* [TO DO] Down to the last line below, repeat the entries word for word and drop the pictures.

---

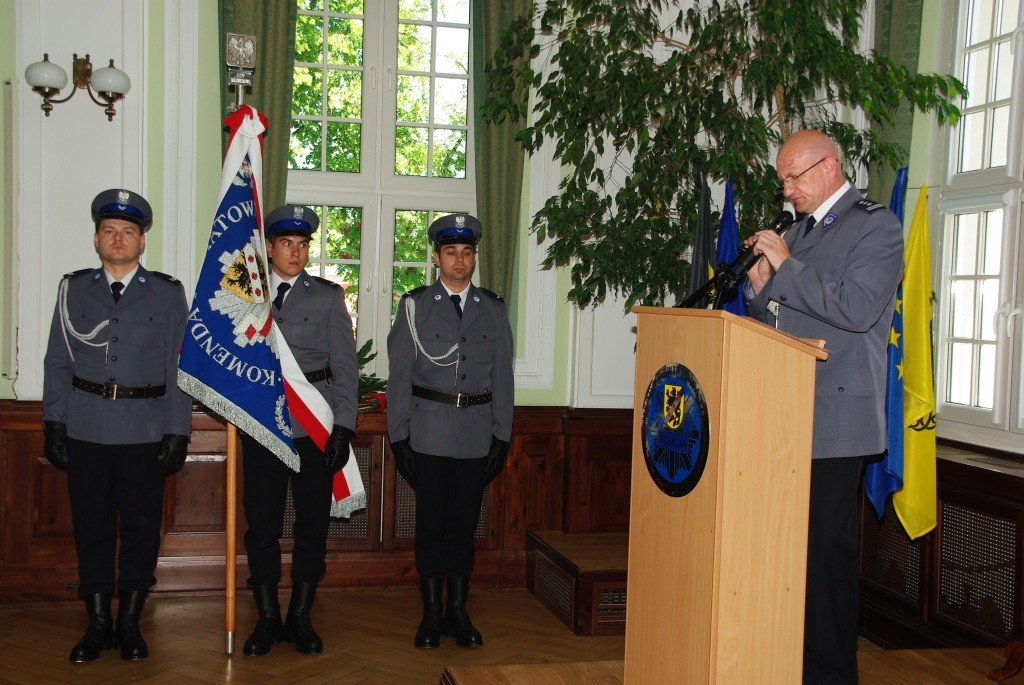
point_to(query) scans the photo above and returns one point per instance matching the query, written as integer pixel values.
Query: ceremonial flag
(233, 357)
(727, 249)
(915, 504)
(885, 476)
(701, 266)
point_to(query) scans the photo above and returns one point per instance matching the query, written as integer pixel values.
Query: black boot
(298, 629)
(99, 634)
(268, 629)
(428, 635)
(127, 635)
(457, 622)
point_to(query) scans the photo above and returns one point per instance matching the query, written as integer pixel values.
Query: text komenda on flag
(233, 358)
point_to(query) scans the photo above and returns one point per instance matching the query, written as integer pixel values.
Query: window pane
(976, 77)
(962, 309)
(413, 99)
(308, 39)
(972, 131)
(456, 11)
(986, 376)
(414, 9)
(411, 237)
(346, 6)
(410, 151)
(965, 245)
(1004, 72)
(307, 92)
(1000, 131)
(1008, 20)
(453, 50)
(343, 146)
(958, 384)
(991, 249)
(451, 100)
(979, 23)
(344, 95)
(414, 47)
(344, 43)
(450, 154)
(304, 145)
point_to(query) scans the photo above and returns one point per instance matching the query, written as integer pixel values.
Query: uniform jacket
(482, 360)
(315, 323)
(840, 286)
(138, 346)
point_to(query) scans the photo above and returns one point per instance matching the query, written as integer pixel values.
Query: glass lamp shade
(47, 75)
(111, 80)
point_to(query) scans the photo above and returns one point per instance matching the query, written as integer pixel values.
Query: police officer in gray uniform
(450, 400)
(114, 417)
(311, 313)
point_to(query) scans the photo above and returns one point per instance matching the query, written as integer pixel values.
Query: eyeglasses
(790, 180)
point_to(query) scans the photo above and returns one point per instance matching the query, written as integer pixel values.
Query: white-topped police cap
(291, 220)
(455, 228)
(121, 204)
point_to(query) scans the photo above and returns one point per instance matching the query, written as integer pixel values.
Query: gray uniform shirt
(138, 346)
(840, 286)
(481, 359)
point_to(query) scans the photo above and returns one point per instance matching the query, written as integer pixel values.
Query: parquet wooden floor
(368, 636)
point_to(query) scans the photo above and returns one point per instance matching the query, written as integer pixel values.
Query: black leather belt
(321, 375)
(115, 391)
(461, 399)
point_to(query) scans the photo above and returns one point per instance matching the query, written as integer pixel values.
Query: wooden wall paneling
(599, 444)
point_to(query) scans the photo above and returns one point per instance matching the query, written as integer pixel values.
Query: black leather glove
(172, 453)
(336, 453)
(496, 459)
(404, 460)
(55, 443)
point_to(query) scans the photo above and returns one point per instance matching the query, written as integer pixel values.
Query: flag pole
(240, 53)
(229, 537)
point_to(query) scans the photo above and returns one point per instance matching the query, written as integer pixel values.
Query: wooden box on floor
(716, 582)
(581, 578)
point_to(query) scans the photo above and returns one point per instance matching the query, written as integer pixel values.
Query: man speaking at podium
(834, 276)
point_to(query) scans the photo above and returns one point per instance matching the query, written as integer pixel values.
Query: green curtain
(272, 23)
(897, 36)
(499, 157)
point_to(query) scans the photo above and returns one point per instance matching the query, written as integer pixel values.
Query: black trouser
(116, 490)
(833, 572)
(266, 479)
(449, 493)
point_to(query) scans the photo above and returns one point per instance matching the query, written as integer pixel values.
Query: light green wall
(6, 73)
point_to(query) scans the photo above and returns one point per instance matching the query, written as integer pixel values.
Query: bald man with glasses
(833, 276)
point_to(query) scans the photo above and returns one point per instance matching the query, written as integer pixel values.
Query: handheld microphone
(747, 258)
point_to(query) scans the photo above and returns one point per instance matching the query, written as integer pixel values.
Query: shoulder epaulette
(868, 205)
(165, 276)
(492, 294)
(324, 281)
(415, 291)
(72, 274)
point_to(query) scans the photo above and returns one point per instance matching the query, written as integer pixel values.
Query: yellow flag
(915, 503)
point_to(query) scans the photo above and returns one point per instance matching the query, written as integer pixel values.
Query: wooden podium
(716, 576)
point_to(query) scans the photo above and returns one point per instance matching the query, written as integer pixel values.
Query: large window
(978, 331)
(381, 133)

---

* [SOLUTION FOR THIS EXERCISE]
point_to(query) scans the photo above and returns one point per instance matching the query, written as integer pixel values.
Query: ceremonial flag
(233, 357)
(727, 249)
(915, 504)
(885, 476)
(701, 266)
point_to(query) scans the photo above and returns one point per instance matching the query, written as integer pixel values.
Query: black boot
(298, 629)
(99, 634)
(268, 629)
(428, 635)
(127, 635)
(457, 622)
point_to(query) scans the photo above and returns one point per instance matching the query, written as integer pixel values.
Query: text komenda on flag
(233, 358)
point_to(query) scans the photo above and returns one point per instance matching the query, written as integer pixel values.
Query: window pane
(976, 77)
(962, 309)
(413, 99)
(308, 39)
(972, 131)
(456, 11)
(986, 376)
(414, 9)
(411, 237)
(346, 6)
(410, 151)
(965, 245)
(1004, 72)
(307, 92)
(1000, 131)
(1008, 20)
(453, 50)
(343, 146)
(958, 384)
(991, 249)
(451, 100)
(979, 23)
(344, 95)
(414, 47)
(344, 43)
(450, 154)
(304, 145)
point_to(query) scans the photo above and returns one point per instance matching the query, written as integer pixel values.
Query: uniform jacket
(482, 360)
(315, 323)
(840, 286)
(138, 346)
point_to(query) scans the photo above and returns one point per instance matching the query, written as integer pixel values.
Query: glass lamp shade
(47, 75)
(111, 80)
point_to(query) scans the photo above and returns one point per instance matching the query, written as integer pixel values.
Query: police officer in gray uniform
(450, 400)
(114, 417)
(311, 313)
point_to(query) scans the photo above and returns one point per instance matching the query, written as integer pixel values.
Query: eyeglasses
(790, 180)
point_to(query) scans the photo above and returns one point per instance matching the query, written as integer pixel values.
Query: white-topped police cap
(291, 220)
(455, 228)
(121, 204)
point_to(query) scans the photo above and returns one point per instance matching the query, written as integer pixel values.
Query: gray uniform shirt
(138, 346)
(840, 286)
(481, 359)
point_to(query) scans the photo above and returns one point per instance matching the query, written as integer pixel values.
Query: parquet wooden floor
(368, 636)
point_to(query) scans the photo above and returns one point per instance matching the query, written as integer pixel values.
Query: black leather belt
(321, 375)
(115, 391)
(461, 399)
point_to(query) scans the photo above and returns one point per instance matching the query, written as integer pixel values.
Query: wooden wall paneling
(599, 444)
point_to(query) scans the photo above and returns one point per instance matching the query, written as integer pixel values.
Query: black leather glove
(172, 453)
(336, 453)
(496, 459)
(404, 460)
(55, 443)
point_to(query) scans the photo above and returns one point per instance matching the query, written as integer pixel values.
Query: flag pole
(240, 53)
(229, 537)
point_to(query) scans the photo above and returns one point per instance matching the query, written as integer pixel values.
Query: wooden box on floor
(716, 582)
(581, 578)
point_to(query) scans the photo above and returns one point per instance matching the query, written as integer pixel values.
Query: man speaking at podium
(834, 276)
point_to(query) scans the photo above and returns one point per instance matching the query, written as integer pixel values.
Query: green curtain
(272, 23)
(897, 36)
(499, 157)
point_to(query) scans the photo above and returns one point per instance matching the query, written as integer pixel values.
Query: black trouser
(116, 490)
(833, 572)
(266, 479)
(449, 493)
point_to(query) scans the photo above and returns one point per instance matching the query, written as integer pixel values.
Query: light green wall
(6, 73)
point_to(query) scans the photo above and returns one point per instance matching the query, written as integer pixel values.
Query: bald man with glasses
(833, 276)
point_to(query) scans the photo above and returns one point per instance matching the query, written as integer pixel values.
Query: handheld microphone
(747, 258)
point_to(query) scans the photo above and returns one point per instance matching the query, written as integer pixel values.
Query: shoulder epaulette
(868, 205)
(165, 276)
(492, 294)
(324, 281)
(415, 291)
(72, 274)
point_to(query) scans the photo above and returns one point per instance matching the query, written as integer pixel values.
Query: yellow flag
(915, 503)
point_to(query) scans the photo above and returns one point per instance matching the query, written as integer pixel values.
Query: wooden podium
(716, 576)
point_to(query) scans the photo above and returns one point per instance matching the query, written as integer pixel values.
Query: large window
(978, 331)
(381, 133)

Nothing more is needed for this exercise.